Document extract ->
[PATCH] device_cgroup: remove branch hint after code refactor

Breno Leitao posted 1 patch 1 month ago
include/linux/device_cgroup.h | 2 +-
1 file changed, 1 insertion(+), 1 deletion(-)
[PATCH] device_cgroup: remove branch hint after code refactor
Posted by Breno Leitao 1 month ago
commit 4ef4ac360101 ("device_cgroup: avoid access to ->i_rdev in the
common case in devcgroup_inode_permission()") reordered the checks in
devcgroup_inode_permission() to check the inode mode before checking
i_rdev, for better cache behavior.

However, the likely() annotation on the i_rdev check was not updated
to reflect the new code flow. Originally, when i_rdev was checked
first, likely(!inode->i_rdev) made sense because most inodes were(?)
regular files/directories, thus i_rdev == 0.

After the reorder, by the time we reach the i_rdev check, we have
already confirmed the inode IS a block or character device. Block and
character special files are precisely defined by having a device number
(i_rdev), so !inode->i_rdev is now the rare edge case, not the common
case.

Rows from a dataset
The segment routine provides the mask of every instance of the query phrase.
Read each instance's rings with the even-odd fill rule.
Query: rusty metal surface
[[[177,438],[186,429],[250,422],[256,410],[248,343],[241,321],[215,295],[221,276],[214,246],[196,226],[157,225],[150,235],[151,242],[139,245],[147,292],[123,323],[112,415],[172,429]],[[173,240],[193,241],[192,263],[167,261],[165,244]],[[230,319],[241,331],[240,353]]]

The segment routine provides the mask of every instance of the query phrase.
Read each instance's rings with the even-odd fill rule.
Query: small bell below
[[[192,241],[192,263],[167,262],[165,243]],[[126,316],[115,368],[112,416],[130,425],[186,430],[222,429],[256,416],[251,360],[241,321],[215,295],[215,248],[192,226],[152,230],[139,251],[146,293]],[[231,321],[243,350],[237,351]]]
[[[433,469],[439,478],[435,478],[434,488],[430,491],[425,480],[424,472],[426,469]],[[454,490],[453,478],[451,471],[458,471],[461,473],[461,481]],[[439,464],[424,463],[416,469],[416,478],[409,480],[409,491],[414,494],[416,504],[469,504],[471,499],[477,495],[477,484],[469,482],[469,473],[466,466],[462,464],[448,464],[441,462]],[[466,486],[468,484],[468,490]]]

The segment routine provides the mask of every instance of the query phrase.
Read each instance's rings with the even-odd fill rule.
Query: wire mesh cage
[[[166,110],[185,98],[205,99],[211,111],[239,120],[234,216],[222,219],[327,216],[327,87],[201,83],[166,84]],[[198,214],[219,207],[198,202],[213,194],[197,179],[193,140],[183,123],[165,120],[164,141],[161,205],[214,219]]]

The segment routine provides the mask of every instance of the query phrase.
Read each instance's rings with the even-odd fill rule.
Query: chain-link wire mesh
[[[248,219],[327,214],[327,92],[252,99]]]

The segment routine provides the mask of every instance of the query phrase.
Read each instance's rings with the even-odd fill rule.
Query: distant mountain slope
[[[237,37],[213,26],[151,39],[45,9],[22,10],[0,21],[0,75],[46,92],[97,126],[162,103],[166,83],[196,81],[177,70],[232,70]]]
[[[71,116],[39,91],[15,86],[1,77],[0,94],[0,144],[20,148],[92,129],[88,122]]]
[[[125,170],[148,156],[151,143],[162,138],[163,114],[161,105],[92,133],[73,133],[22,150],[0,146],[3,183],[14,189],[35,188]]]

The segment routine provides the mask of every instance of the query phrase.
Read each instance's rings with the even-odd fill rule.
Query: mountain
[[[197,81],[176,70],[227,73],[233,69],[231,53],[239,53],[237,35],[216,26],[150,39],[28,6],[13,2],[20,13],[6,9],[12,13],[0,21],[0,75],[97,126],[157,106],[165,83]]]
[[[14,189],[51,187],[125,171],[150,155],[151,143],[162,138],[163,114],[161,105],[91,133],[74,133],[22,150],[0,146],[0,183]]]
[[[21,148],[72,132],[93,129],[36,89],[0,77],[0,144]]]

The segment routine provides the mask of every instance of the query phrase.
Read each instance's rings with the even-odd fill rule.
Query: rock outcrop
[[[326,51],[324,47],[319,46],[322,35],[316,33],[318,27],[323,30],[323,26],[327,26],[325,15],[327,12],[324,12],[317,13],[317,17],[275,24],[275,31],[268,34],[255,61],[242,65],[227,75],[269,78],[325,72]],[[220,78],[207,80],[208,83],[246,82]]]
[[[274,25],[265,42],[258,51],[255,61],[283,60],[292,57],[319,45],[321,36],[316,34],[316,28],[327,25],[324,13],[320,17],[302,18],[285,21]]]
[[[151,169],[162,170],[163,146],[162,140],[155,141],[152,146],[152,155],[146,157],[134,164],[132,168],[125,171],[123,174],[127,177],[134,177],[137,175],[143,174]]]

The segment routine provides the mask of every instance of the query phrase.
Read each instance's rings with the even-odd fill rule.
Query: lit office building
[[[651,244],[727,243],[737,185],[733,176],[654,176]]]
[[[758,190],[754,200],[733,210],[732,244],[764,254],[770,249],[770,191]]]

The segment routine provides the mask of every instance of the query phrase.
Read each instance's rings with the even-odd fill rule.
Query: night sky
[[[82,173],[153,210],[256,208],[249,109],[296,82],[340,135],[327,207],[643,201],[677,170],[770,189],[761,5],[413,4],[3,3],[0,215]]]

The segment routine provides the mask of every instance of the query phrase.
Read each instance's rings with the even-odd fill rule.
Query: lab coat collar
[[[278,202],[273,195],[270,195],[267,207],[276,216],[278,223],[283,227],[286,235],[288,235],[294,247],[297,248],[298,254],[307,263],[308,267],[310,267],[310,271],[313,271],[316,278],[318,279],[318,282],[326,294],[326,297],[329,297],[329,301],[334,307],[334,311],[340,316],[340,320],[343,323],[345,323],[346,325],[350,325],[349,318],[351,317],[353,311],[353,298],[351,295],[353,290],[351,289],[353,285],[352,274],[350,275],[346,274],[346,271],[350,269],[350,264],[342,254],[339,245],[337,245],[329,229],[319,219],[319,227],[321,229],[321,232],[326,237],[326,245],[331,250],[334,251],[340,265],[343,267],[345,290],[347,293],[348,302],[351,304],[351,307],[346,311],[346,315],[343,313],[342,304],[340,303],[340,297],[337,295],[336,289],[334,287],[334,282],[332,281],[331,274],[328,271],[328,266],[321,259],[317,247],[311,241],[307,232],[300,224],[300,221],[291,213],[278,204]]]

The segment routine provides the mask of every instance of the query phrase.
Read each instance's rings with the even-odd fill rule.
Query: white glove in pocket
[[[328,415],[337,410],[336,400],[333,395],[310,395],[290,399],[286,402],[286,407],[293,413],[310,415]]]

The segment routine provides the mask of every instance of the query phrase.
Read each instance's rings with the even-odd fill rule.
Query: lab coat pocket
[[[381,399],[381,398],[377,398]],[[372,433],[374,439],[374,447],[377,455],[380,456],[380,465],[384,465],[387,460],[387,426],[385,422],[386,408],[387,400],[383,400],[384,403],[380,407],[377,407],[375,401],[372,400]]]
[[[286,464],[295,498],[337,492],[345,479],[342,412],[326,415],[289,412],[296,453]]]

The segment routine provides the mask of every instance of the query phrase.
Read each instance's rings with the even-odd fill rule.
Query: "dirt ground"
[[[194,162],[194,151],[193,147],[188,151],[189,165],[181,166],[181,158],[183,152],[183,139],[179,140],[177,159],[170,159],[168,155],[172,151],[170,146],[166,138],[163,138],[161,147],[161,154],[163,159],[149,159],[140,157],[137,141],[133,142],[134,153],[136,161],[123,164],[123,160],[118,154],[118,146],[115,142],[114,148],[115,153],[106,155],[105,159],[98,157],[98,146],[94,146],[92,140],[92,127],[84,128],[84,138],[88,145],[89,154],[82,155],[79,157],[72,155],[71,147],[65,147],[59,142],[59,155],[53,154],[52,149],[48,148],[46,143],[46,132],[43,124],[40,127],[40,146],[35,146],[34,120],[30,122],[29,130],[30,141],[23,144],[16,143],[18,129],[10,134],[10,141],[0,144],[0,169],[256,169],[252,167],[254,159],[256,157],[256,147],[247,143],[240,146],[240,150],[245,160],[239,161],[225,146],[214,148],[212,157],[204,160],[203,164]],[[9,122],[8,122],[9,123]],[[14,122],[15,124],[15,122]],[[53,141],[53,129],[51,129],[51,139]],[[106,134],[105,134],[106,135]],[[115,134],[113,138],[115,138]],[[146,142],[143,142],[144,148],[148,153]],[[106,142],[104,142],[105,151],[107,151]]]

Short exercise A -> Summarize the device_cgroup patch in two sentences.
Short exercise B -> From the device_cgroup patch, extract the passage from "However, the likely()" to "most inodes were(?)".

Complete answer A -> The device_cgroup patch removes a branch hint because commit 4ef4ac360101 reordered the checks in devcgroup_inode_permission() to test the inode mode before i_rdev, but left the likely() annotation on the i_rdev check unchanged. After the reorder, that check is reached only once the inode is confirmed to be a block or character device, which is defined by having a device number, so !inode->i_rdev is now the rare edge case.

Complete answer B ->
However, the likely() annotation on the i_rdev check was not updated
to reflect the new code flow. Originally, when i_rdev was checked
first, likely(!inode->i_rdev) made sense because most inodes were(?)